### AIM
Turn every line of the records below into a Markdown table with two columns, "Row" and "Line", where each row holds the line's number and its text. Skip blank lines.

Point placement records
-- begin --

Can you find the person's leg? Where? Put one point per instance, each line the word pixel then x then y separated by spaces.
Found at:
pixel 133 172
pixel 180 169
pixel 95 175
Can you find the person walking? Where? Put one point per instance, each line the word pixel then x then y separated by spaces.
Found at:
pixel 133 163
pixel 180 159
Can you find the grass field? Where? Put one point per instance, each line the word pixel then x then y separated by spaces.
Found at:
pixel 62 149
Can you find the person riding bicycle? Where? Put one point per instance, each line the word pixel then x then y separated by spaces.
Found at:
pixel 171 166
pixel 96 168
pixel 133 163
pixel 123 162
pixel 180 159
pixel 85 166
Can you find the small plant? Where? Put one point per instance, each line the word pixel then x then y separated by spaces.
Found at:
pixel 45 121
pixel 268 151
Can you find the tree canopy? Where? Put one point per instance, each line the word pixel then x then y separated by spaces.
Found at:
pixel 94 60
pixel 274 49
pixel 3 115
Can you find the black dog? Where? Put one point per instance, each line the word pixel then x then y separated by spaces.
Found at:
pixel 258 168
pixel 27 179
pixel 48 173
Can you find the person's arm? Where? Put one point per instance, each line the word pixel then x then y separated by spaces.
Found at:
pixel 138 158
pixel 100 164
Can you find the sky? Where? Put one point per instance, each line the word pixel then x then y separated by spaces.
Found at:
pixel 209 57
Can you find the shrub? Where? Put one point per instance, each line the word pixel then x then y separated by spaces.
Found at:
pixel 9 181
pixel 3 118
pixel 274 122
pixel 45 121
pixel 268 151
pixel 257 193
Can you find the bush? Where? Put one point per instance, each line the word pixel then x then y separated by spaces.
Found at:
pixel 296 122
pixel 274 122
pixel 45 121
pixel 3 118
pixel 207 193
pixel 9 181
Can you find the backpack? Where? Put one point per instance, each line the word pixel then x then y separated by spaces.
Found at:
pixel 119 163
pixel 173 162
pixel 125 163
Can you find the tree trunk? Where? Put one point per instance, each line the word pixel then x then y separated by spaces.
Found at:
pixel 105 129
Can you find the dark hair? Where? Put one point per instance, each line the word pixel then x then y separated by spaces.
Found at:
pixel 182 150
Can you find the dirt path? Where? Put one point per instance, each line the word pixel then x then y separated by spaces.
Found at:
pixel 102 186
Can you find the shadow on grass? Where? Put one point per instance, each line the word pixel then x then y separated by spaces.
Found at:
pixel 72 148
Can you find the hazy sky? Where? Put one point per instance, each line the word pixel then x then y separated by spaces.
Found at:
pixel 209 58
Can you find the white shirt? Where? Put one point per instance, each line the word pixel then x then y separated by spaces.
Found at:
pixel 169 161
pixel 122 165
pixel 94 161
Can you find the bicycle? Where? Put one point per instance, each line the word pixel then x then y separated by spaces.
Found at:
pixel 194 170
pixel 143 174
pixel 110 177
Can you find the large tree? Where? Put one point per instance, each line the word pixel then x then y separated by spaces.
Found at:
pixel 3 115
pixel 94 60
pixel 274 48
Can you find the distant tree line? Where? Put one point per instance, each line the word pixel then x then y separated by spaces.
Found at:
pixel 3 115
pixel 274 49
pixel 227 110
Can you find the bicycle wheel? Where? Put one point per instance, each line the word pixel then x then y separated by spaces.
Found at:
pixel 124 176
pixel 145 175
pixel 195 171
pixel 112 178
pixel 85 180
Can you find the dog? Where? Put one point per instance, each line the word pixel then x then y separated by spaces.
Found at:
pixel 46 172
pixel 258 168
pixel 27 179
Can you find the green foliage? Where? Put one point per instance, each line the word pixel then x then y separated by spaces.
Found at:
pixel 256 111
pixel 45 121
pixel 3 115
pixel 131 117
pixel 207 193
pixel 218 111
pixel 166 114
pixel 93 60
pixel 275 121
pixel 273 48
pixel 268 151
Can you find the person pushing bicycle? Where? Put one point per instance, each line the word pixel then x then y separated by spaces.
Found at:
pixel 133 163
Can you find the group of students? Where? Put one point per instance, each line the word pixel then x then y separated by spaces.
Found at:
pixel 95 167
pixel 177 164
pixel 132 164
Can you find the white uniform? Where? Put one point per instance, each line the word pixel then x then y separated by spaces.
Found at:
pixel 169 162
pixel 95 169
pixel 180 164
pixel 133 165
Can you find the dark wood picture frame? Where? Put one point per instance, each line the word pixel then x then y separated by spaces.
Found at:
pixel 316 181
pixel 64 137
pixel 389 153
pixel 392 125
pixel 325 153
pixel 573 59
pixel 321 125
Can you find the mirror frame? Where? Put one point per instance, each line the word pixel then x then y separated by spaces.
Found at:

-- end --

### CORRECT RESPONSE
| Row | Line |
|---|---|
| 1 | Can you find the person's leg? Where? Put one point per instance, each line the word pixel then x then y separated by spaces. |
| 2 | Found at: |
| 3 | pixel 133 172 |
| 4 | pixel 180 169 |
| 5 | pixel 95 175 |
| 6 | Can you find the person walking? Where? Put one point per instance, each line the word pixel then x then y separated by spaces. |
| 7 | Found at: |
| 8 | pixel 133 163 |
| 9 | pixel 180 159 |
| 10 | Can you find the grass field? Where? Put one point per instance, each line the word pixel then x then y separated by spaces. |
| 11 | Found at: |
| 12 | pixel 62 149 |
| 13 | Can you find the person riding bicycle? Where? Put one point per instance, each line the word pixel then x then y separated by spaces. |
| 14 | Found at: |
| 15 | pixel 171 166 |
| 16 | pixel 96 168 |
| 17 | pixel 133 163 |
| 18 | pixel 123 162 |
| 19 | pixel 180 159 |
| 20 | pixel 85 166 |
| 21 | Can you find the small plant? Where? Put one point per instance, each line the word pixel then x then y separated by spaces. |
| 22 | Found at: |
| 23 | pixel 45 121 |
| 24 | pixel 268 151 |
| 25 | Can you find the tree canopy? Where? Put one point per instance, each line the word pixel then x then y separated by spaces. |
| 26 | Found at: |
| 27 | pixel 94 60 |
| 28 | pixel 274 49 |
| 29 | pixel 3 115 |
| 30 | Can you find the black dog? Where? Put one point per instance, each line the word pixel then x then y separated by spaces. |
| 31 | Found at: |
| 32 | pixel 258 168 |
| 33 | pixel 27 179 |
| 34 | pixel 48 173 |
| 35 | Can you find the person's arm? Where? Put one point per instance, each line the word pixel then x then y separated by spaces. |
| 36 | Found at: |
| 37 | pixel 138 158 |
| 38 | pixel 100 164 |
| 39 | Can you find the sky? Where? Put one point per instance, each line the word pixel then x then y separated by spaces. |
| 40 | Found at: |
| 41 | pixel 209 57 |
| 42 | Can you find the shrub? Where? Put one point per instance, each line the word pixel then x then y separated by spaces. |
| 43 | Found at: |
| 44 | pixel 9 181 |
| 45 | pixel 3 118 |
| 46 | pixel 274 122 |
| 47 | pixel 45 121 |
| 48 | pixel 268 151 |
| 49 | pixel 257 193 |
| 50 | Can you find the bush? Where? Put one point per instance, each line the word pixel then x then y separated by spaces. |
| 51 | Found at: |
| 52 | pixel 296 122 |
| 53 | pixel 274 122 |
| 54 | pixel 45 121 |
| 55 | pixel 3 118 |
| 56 | pixel 207 193 |
| 57 | pixel 9 181 |
| 58 | Can you find the backpack? Where? Put one point per instance, each line the word pixel then x then y separated by spaces. |
| 59 | Found at: |
| 60 | pixel 119 163 |
| 61 | pixel 173 162 |
| 62 | pixel 125 163 |
| 63 | Can you find the tree trunk? Where? Put one point per instance, each line the word pixel then x then y separated by spaces. |
| 64 | Found at: |
| 65 | pixel 105 129 |
| 66 | Can you find the dark hair? Where? Put one point per instance, each line the word pixel then x then y separated by spaces. |
| 67 | Found at: |
| 68 | pixel 182 150 |
| 69 | Can you find the dirt path? Where? Put one point per instance, each line the word pixel then x then y separated by spaces. |
| 70 | Found at: |
| 71 | pixel 102 186 |
| 72 | Can you find the shadow on grass? Where? Put one point per instance, each line the word pixel then x then y separated by spaces. |
| 73 | Found at: |
| 74 | pixel 72 148 |
| 75 | Can you find the hazy sky? Where? Put one point per instance, each line the word pixel then x then y separated by spaces. |
| 76 | Found at: |
| 77 | pixel 209 58 |
| 78 | Can you find the white shirt? Where? Put one point per instance, each line the word pixel then x then y separated by spaces. |
| 79 | Found at: |
| 80 | pixel 169 161 |
| 81 | pixel 122 165 |
| 82 | pixel 94 161 |
| 83 | Can you find the bicycle? Where? Put one point per instance, each line the word pixel then x then y separated by spaces. |
| 84 | Found at: |
| 85 | pixel 194 170 |
| 86 | pixel 143 174 |
| 87 | pixel 110 177 |
| 88 | Can you find the large tree? Where? Put one point per instance, each line the word pixel then x then y separated by spaces. |
| 89 | Found at: |
| 90 | pixel 3 115 |
| 91 | pixel 94 60 |
| 92 | pixel 274 48 |
| 93 | Can you find the distant tree line? Where? Put one point per instance, each line the word pixel then x then y separated by spaces. |
| 94 | Found at: |
| 95 | pixel 3 115 |
| 96 | pixel 274 49 |
| 97 | pixel 227 110 |
| 98 | Can you find the bicycle wheel? Where? Put one point per instance, each line the word pixel then x then y separated by spaces. |
| 99 | Found at: |
| 100 | pixel 124 176 |
| 101 | pixel 145 175 |
| 102 | pixel 195 171 |
| 103 | pixel 112 178 |
| 104 | pixel 85 180 |
| 105 | Can you find the dog? Where? Put one point per instance, each line the word pixel then x then y separated by spaces. |
| 106 | Found at: |
| 107 | pixel 46 172 |
| 108 | pixel 258 168 |
| 109 | pixel 27 179 |
| 110 | Can you find the green foliage? Where? Put one point per instance, each line the word pixel then x then y separated by spaces. |
| 111 | Found at: |
| 112 | pixel 256 111 |
| 113 | pixel 45 121 |
| 114 | pixel 3 115 |
| 115 | pixel 131 117 |
| 116 | pixel 207 193 |
| 117 | pixel 218 111 |
| 118 | pixel 166 114 |
| 119 | pixel 93 60 |
| 120 | pixel 275 121 |
| 121 | pixel 273 48 |
| 122 | pixel 268 151 |
| 123 | Can you find the person pushing bicycle? Where? Put one point per instance, each line the word pixel then x then y separated by spaces. |
| 124 | Found at: |
| 125 | pixel 133 163 |
| 126 | Can you find the group of students? Where? Put one point per instance, each line the word pixel then x then y separated by spaces. |
| 127 | Found at: |
| 128 | pixel 95 167 |
| 129 | pixel 177 164 |
| 130 | pixel 132 164 |
| 131 | Can you find the white uniform? Where? Put one point per instance, each line the word pixel then x then y separated by spaces. |
| 132 | Found at: |
| 133 | pixel 169 162 |
| 134 | pixel 95 169 |
| 135 | pixel 180 164 |
| 136 | pixel 133 165 |
| 137 | Can you find the dark wood picture frame? Where? Put one point per instance, each line the word pixel then x then y separated by spaces. |
| 138 | Found at: |
| 139 | pixel 316 181 |
| 140 | pixel 64 137 |
| 141 | pixel 389 153 |
| 142 | pixel 392 125 |
| 143 | pixel 325 153 |
| 144 | pixel 573 59 |
| 145 | pixel 321 125 |
| 146 | Can you find the mirror frame? Where? Put one point per instance, each line the word pixel then x then y separated by spaces. |
| 147 | Found at: |